DATASET
Segment Open

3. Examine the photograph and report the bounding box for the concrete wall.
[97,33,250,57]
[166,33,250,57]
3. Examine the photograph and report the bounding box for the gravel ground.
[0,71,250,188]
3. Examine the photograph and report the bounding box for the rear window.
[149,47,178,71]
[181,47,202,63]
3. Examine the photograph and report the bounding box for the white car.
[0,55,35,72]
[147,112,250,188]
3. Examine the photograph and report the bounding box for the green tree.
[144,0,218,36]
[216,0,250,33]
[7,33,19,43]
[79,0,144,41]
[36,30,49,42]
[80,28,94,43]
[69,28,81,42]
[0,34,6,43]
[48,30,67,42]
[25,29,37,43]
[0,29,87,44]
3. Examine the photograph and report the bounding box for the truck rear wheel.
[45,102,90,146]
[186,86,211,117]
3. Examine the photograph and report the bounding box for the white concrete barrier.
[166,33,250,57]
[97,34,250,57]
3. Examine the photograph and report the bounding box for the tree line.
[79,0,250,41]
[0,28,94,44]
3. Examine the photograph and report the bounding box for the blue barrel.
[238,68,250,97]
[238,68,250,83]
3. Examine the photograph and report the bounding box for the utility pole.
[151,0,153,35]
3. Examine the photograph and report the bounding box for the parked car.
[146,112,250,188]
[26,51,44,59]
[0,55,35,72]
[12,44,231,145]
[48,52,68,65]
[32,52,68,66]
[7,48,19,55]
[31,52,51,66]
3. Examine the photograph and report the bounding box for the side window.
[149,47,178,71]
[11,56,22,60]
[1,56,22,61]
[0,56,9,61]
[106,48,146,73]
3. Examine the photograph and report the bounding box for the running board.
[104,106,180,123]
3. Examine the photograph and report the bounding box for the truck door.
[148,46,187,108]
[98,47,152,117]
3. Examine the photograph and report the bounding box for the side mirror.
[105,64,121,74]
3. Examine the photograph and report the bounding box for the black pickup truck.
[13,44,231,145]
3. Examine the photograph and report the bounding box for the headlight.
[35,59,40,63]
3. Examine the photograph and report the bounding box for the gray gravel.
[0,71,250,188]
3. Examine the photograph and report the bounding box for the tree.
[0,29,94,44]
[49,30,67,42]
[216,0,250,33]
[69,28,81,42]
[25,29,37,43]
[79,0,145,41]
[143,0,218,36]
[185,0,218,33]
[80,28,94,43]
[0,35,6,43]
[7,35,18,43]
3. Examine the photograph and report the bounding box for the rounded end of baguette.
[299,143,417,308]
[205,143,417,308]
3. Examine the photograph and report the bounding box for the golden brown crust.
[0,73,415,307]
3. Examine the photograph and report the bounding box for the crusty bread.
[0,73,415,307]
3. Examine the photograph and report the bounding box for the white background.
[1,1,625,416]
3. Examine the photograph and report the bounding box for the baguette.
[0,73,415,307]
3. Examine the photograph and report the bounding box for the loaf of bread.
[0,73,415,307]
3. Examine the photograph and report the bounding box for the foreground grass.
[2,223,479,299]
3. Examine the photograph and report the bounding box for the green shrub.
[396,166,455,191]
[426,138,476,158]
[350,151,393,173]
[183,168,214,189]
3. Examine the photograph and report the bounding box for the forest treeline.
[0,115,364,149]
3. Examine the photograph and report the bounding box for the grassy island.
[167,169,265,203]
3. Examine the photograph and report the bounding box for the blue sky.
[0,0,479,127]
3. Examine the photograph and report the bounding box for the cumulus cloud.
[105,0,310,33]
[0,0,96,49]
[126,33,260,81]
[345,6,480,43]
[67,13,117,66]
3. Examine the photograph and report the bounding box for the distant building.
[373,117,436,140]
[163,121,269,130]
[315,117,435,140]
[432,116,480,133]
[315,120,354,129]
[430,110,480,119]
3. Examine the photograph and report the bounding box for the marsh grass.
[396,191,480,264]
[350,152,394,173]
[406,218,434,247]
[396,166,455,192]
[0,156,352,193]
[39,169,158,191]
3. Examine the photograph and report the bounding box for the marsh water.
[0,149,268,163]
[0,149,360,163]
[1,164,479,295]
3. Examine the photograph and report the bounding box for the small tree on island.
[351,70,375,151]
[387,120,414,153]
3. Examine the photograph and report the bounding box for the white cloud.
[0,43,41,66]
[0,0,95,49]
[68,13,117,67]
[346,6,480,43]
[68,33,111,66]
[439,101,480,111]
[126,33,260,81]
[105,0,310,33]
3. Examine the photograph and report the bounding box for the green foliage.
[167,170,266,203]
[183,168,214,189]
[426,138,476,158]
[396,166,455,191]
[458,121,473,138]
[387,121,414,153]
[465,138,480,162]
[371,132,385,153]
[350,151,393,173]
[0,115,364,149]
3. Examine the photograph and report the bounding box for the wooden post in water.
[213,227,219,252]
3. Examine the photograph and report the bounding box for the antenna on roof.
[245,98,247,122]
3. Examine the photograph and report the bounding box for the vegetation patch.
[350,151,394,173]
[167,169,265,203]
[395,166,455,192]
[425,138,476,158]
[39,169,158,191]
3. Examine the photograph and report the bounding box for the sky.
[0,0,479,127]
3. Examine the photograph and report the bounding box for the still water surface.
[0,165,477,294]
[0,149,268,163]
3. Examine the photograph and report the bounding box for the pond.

Segment Closed

EXERCISE AIM
Write out exactly the lines from the line containing "antenna on roof." to the end of the listing above, both included, and nothing else.

EXERCISE RESULT
3. Examine the photograph and report the bounding box for the antenna on roof.
[245,98,247,122]
3. Examine the photograph and report the bounding box for the vegetation patch.
[350,151,394,173]
[167,169,265,203]
[395,166,455,192]
[425,138,476,158]
[39,169,158,191]
3. Examine the photograph and report the bounding box for the sky.
[0,0,479,127]
3. Examine the photograph and report the bounding box for the still water surface.
[0,165,477,294]
[0,149,268,163]
3. Examine the photograph and report the bounding box for the pond.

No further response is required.